[Records from a collection]
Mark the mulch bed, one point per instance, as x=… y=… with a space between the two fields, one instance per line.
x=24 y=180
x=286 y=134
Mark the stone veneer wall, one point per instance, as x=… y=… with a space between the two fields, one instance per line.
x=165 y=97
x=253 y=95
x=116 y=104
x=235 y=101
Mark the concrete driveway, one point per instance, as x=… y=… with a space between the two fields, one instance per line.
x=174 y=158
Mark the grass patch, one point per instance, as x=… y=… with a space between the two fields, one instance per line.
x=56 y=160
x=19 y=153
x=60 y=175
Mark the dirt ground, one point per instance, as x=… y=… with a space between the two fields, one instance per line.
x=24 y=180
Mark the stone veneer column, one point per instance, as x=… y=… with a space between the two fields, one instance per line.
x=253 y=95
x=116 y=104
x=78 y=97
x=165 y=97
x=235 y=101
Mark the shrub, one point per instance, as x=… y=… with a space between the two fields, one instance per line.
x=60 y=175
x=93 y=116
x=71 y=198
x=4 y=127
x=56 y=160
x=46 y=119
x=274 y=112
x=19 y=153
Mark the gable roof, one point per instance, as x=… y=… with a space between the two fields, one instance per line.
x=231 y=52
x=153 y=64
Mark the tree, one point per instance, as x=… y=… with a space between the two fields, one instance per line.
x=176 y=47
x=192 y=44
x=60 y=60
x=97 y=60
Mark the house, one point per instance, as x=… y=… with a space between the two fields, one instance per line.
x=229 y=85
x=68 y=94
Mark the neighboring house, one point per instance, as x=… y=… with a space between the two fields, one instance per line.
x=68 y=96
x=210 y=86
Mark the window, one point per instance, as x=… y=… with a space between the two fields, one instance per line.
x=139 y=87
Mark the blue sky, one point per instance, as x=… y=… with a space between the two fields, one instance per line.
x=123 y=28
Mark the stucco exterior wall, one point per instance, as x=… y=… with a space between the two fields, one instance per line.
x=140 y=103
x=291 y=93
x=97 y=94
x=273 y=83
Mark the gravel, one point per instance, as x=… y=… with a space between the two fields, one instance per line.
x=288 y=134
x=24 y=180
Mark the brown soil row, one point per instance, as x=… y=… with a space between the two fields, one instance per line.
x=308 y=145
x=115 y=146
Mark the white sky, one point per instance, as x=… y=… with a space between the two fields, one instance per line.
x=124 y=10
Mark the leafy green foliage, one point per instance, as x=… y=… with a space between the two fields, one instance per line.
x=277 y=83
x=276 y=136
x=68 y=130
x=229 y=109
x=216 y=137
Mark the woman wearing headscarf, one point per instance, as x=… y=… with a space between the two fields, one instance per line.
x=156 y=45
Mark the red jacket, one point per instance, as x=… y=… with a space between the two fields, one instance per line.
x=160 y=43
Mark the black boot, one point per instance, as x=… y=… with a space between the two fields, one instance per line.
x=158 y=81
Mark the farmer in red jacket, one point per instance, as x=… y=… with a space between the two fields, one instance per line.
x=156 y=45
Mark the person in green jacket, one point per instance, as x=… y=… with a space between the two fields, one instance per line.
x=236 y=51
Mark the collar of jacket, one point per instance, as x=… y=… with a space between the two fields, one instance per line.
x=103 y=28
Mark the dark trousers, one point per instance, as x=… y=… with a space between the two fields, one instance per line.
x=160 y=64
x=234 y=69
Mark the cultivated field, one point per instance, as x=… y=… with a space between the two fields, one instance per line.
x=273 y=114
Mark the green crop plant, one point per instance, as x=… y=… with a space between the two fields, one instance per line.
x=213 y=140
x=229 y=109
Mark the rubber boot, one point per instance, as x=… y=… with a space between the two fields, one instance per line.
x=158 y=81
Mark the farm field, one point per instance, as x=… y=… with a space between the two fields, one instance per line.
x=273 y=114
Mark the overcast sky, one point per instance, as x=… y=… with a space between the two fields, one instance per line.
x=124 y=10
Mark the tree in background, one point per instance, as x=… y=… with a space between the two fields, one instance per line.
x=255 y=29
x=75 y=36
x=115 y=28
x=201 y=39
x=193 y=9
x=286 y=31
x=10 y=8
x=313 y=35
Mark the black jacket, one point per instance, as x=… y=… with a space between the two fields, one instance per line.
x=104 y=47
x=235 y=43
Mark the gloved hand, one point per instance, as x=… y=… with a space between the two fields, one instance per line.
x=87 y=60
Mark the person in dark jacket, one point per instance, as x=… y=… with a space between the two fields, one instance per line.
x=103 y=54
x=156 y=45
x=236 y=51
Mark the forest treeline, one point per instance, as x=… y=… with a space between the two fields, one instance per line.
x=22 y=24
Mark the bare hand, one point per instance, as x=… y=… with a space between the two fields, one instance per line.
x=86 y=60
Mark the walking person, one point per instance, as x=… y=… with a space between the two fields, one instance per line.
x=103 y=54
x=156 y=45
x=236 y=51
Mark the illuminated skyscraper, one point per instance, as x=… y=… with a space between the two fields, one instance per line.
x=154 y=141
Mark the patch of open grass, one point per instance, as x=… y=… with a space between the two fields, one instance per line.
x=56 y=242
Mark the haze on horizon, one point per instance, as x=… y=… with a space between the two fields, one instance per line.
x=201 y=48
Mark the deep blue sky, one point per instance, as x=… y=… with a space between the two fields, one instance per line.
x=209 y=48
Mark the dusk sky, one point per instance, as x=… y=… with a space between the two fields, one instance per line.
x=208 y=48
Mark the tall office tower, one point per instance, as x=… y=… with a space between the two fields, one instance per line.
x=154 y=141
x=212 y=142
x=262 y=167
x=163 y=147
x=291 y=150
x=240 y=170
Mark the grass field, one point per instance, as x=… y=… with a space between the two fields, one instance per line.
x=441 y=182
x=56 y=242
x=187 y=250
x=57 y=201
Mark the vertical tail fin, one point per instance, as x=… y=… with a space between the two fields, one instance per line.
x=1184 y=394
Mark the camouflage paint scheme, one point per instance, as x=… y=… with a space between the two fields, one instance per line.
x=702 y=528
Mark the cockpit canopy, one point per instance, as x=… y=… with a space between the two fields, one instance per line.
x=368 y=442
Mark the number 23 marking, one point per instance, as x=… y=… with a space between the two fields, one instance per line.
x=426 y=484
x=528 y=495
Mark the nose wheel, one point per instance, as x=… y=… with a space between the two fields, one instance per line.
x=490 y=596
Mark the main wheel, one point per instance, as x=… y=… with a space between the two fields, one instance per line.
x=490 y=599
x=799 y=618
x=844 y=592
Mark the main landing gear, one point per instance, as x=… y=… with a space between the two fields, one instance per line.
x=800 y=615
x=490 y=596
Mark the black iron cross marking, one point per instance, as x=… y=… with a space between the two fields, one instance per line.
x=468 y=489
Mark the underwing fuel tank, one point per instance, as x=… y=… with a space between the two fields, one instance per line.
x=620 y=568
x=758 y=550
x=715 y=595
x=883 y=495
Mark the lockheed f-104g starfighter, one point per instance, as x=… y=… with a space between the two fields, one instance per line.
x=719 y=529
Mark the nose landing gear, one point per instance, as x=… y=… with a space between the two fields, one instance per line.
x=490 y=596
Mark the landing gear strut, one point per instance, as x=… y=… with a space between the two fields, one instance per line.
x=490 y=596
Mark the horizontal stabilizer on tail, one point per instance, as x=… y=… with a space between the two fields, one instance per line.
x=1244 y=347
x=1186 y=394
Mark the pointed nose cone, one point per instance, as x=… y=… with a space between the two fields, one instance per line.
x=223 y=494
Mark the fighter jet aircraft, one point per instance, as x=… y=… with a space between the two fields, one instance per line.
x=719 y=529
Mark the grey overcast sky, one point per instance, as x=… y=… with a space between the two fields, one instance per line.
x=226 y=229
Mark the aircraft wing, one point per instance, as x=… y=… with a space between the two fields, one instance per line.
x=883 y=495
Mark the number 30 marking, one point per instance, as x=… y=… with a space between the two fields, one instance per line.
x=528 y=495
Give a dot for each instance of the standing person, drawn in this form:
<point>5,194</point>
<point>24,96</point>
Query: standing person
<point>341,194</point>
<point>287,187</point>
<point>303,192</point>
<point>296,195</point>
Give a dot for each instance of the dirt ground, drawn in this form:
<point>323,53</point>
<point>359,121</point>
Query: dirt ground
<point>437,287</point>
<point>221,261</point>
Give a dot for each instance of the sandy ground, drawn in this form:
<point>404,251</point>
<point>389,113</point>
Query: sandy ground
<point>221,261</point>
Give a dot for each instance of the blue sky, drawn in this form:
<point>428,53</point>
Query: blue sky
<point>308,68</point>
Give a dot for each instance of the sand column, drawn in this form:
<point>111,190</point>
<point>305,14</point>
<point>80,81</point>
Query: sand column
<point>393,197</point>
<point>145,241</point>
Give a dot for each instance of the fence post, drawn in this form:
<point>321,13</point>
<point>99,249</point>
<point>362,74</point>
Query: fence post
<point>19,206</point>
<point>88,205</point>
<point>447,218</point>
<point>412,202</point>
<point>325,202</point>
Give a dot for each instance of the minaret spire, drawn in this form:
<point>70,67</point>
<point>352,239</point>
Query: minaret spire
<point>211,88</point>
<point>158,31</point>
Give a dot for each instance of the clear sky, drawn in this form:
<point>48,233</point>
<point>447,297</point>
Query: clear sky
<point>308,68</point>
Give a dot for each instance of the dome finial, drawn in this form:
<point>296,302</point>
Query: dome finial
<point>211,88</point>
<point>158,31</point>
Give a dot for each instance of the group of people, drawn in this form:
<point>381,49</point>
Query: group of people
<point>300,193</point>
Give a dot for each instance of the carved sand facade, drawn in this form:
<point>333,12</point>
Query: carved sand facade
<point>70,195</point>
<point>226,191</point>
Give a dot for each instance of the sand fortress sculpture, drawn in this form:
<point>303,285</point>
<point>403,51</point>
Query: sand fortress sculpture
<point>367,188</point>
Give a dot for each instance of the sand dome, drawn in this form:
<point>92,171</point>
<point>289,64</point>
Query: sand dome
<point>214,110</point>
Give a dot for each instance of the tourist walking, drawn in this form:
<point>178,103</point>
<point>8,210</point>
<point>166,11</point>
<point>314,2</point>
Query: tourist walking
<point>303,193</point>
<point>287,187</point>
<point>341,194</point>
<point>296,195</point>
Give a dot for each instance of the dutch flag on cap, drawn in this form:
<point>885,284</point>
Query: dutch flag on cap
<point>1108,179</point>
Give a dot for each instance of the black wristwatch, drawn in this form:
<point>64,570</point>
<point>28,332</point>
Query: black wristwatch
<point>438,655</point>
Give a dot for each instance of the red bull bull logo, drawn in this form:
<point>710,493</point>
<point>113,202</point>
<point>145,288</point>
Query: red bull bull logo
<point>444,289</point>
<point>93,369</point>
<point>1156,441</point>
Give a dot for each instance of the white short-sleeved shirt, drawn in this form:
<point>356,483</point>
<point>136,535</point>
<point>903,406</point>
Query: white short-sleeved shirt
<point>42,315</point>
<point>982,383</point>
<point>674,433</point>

OBJECTIVE> Rewrite the data from the line containing "Mark the stone veneer wall, one" through the line containing "x=174 y=158", changing "concrete driveway" to "paved driveway" and keeping everything else the same.

RESULT>
Mark the stone veneer wall, one point per instance, as x=… y=… with a space between the two fields, one instance per line.
x=165 y=97
x=253 y=95
x=116 y=104
x=235 y=101
Mark the paved driveway, one point per instance, as x=… y=… with a space between the two fields, one instance per line.
x=174 y=158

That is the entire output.